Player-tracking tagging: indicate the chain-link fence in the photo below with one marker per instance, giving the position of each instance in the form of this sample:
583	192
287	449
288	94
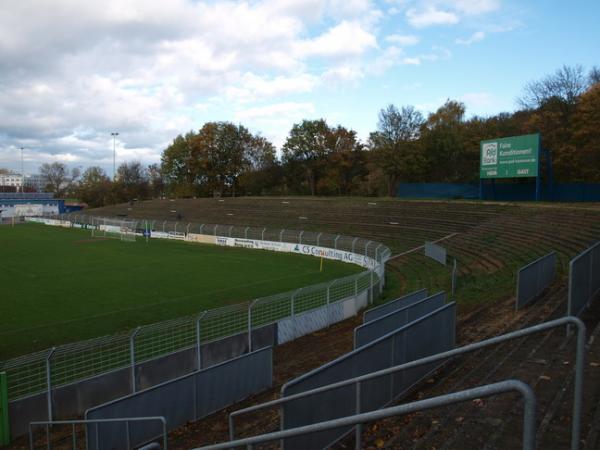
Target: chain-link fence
45	370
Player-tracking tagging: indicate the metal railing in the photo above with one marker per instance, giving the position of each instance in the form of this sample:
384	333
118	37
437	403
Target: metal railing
579	371
48	369
95	422
456	397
---
**Task objective**
Exclude the images and copy every record above exactly.

**Output of the task**
Player-tracking tagging: indicate the chain-link fence in the photo below with one marker per instance, giving the position of each instance in the form of this sample:
583	192
287	449
288	94
Target: chain-link fence
45	370
Player-tracking tagging: indicate the metal railing in the photo above with one marker per instance, giving the position of each instance in the form of this sample:
384	333
118	37
437	403
Target: metal railing
579	371
48	369
95	422
456	397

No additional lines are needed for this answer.